▽

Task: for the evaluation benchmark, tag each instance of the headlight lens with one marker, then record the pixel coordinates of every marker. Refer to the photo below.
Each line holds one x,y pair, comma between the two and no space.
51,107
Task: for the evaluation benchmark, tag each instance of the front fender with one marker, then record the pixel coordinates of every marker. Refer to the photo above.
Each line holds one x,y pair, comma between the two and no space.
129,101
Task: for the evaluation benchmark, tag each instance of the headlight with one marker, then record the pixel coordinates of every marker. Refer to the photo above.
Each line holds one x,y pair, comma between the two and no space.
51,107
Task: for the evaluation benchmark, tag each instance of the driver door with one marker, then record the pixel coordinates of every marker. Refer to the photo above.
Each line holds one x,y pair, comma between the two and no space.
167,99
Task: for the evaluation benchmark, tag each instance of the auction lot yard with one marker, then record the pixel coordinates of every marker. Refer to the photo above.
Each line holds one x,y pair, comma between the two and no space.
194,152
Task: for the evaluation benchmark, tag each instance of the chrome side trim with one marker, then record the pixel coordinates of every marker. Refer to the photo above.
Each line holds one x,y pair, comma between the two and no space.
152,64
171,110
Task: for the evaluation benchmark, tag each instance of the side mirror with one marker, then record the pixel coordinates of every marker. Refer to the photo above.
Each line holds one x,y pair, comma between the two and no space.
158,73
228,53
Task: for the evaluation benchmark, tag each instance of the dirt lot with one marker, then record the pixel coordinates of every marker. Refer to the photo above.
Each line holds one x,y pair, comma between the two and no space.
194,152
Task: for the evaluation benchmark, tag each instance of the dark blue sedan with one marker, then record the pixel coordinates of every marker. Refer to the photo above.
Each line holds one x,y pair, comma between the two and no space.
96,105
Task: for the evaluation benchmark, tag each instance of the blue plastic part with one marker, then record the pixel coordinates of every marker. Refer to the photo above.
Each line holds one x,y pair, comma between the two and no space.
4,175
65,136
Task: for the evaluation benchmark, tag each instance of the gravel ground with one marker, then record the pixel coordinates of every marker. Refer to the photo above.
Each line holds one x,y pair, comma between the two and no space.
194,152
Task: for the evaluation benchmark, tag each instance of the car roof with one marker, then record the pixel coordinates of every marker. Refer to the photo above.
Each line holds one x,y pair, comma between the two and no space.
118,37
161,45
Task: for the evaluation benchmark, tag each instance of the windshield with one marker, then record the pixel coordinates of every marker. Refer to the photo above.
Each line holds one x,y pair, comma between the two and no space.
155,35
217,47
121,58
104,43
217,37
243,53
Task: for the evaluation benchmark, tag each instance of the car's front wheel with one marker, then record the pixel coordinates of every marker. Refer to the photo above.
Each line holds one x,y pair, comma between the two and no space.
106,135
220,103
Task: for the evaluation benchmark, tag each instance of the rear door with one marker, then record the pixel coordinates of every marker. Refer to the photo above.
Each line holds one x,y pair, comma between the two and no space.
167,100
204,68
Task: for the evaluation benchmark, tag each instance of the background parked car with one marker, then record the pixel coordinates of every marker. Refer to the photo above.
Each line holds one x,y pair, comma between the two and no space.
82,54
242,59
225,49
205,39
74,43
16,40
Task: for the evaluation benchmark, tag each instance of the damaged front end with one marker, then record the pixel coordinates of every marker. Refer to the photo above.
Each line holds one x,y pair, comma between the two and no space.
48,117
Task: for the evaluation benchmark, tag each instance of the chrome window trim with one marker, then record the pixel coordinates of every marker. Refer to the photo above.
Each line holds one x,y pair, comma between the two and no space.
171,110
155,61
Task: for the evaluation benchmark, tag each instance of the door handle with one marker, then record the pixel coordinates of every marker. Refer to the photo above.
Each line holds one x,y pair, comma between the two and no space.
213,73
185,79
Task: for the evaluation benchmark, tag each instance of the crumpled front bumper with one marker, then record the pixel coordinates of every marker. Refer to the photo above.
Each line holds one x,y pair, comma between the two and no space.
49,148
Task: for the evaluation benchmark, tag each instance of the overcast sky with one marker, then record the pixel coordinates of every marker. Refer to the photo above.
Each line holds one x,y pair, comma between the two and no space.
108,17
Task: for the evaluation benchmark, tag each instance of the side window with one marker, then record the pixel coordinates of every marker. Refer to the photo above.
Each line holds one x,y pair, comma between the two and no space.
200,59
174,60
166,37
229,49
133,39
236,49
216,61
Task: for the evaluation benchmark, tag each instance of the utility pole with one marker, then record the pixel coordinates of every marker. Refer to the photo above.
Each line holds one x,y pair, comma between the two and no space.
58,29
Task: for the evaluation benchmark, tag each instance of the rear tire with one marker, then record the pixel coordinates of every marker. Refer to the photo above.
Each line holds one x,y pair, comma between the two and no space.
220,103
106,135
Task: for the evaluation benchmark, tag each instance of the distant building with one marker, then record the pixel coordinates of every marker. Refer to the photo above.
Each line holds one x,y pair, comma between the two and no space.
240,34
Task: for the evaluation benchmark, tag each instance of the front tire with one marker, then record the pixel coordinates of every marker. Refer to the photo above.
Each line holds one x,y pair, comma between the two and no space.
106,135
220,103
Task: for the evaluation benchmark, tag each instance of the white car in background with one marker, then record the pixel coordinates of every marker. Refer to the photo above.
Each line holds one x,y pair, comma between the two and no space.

△

*Goal of the exercise*
Extract every line of the data above and reproduce each one verbatim, in its original order.

*Written response*
Task: for the evaluation benchmark, tag each instance of the headlight lens with one marker, then record the pixel coordinates of every marker. Refer to the photo below.
Each line holds one x,y pair, comma between the two and no space.
51,107
Task: for the evaluation benchmark, tag each instance of the front fender with one marker, then record the pixel coordinates of every marker. Refer to the photo above.
Each line holds one x,y pair, comma between the two and no space.
129,101
Task: for the evaluation benchmark, tag each instance of the headlight with one marker, then record the pixel coordinates of every marker. Refer to the photo above.
Each line holds one x,y pair, comma between the two and no space.
51,107
Task: for the evaluation benchmark, tag each instance of the driver door with one marker, then record the pixel coordinates of every marker. Refer to the photo above.
Each line holds one x,y pair, comma between the two and no space.
167,99
Task: for the evaluation benchmark, tag each instance of the auction lot yard with one marker, then record the pixel coordinates of every marker. Refer to the photo above.
Each line holds one x,y pair, comma between the two and no space.
194,152
Task: for the evaluation benchmark, tag each instance of the chrome side trim with one marker, then record the pixel coordinates of every marker. Refer to the photo above.
Each line holds one x,y pair, comma between the two and no space.
152,64
171,110
Task: for the evaluation benchmark, tag each instance of the side mirror with one marker, then record the pixel coordinates of every marker. Refer to the photo above.
Each line holds one x,y pair, comma between the two and no space.
158,73
228,53
Task: for the evaluation benchmark, tag each instance of the dirt lot with one marker, then record the pixel coordinates of every marker. Refer to the photo above.
Each line holds one x,y pair, comma between the two and no space.
194,152
Task: for the evaluation benchmark, tag each instance of the dark blue sedan with one marker, then record the pixel coordinates of every marker. Refer to the photo above.
Each line holds one x,y pair, comma between the two and no space.
96,105
Task: for the evaluation benchmark, tag each instance of the blue plastic part with one marker, then record the pixel coordinates of every marker. Refer to the photo above.
Each line holds one x,y pair, comma between the two and no space.
4,175
65,136
Task: for the evaluation benchmark, tag each instance of the gravel ground with one marker, then record the pixel coordinates of every marker. Refer to the photo above.
Each line holds one x,y pair, comma between the two and no space.
194,152
Task: for the evaluation benchmark, tag each instance of the car roof with one marker, then record the pixel coordinates of every marker. Refer to the photo above.
Each line holds one x,y pair, comma between the two and no space.
118,37
161,45
Task: for the evaluation benchmark, tag each instance of the windshield with one marker, then record the pixel coordinates of every marker. Refer to the photo above.
Each line holds one x,y pair, comma between the two and no space.
155,35
217,47
121,58
104,43
217,37
243,53
Task: for the evaluation benchmark, tag each instance of the car's front wheel with one marker, then record the pixel coordinates of every marker. Refer to the photo above.
Each line holds one x,y pair, comma between the two and no space.
106,135
220,103
Task: for the evaluation benchmark, tag each instance of the rear door with one marker, then record the pixel coordinates of every marker. Refer to the photo above.
Each line holds one x,y pair, comma between the two and no space.
167,100
204,68
Task: for the evaluation benchmark, tag each instance of the background parked car with one marker, then record the pixel coordinates of every marker. Refer to the photo above.
Each line holds one x,y pair, comma between the two and no space.
82,54
242,59
225,49
205,39
74,43
16,40
Task: for the evaluation benchmark, tag each instance of the damaged front end with one marker, then record the pixel coordinates of every marker. Refer to the photo above.
Each line holds one x,y pair, comma between the two and no space.
48,117
Task: for the evaluation benchmark, tag each instance of the chrome window trim with one marker, then record the pixel coordinates of every marker. Refer to the photo above.
Each line holds one x,y pair, comma between the two and no space.
171,110
155,61
Task: for the evaluation benchmark, tag each instance of the door handle with one marker, then record the pixel coordinates of every marker. Refer to the photo above.
Each line holds one x,y pair, comma between the two and no space.
213,73
185,79
Task: for the evaluation benchmark, tag each instance of the crumpled front bumper with one marker, then record the pixel coordinates of every marker. Refer to the photo above.
Each line holds one x,y pair, comma between the two and no space.
49,148
Task: for the evaluation benchmark, tag each instance of the overcast sky with one marker, then record the pixel coordinates of every marker. Refer to the photo above.
Each line holds one x,y pair, comma between the two and no space.
108,17
Task: for the evaluation benchmark, tag each instance of the side window with one marker, then record the pixel coordinates of every marker. Refer to the photo above.
Each line holds one x,y pair, comma between the two and no space.
200,59
174,60
166,37
229,49
133,39
236,49
216,61
Task: for the evaluation benchmark, tag each instance of the utility pole with one marker, then record the pixel coordinates of every marker. Refer to the photo above.
Each line holds one x,y pair, comma between the two and no space.
58,29
Task: for the evaluation benchmark, tag each instance of the rear tire with one marker, then record the pixel coordinates of every marker. Refer to the photo above.
Each line holds one x,y pair, comma between the two and no space.
220,103
106,135
Task: for the evaluation benchmark, tag each instance of the distant building with one marker, then record the pixel coordinates of every marker. Refer to the photo above.
Each line holds one x,y pair, comma between the two and no space.
240,34
Task: for the evaluation benchmark, tag each instance of the front tire with one marker, then record the pixel coordinates of every marker. Refer to the photo above.
Each line holds one x,y pair, comma between the two and no space.
106,135
220,103
Task: for the evaluation benchmark, tag each instance of the white car in background with one marker, then record the pixel coordinates of every marker. Refer to the photo above.
Each line holds one x,y pair, comma between the two and no space.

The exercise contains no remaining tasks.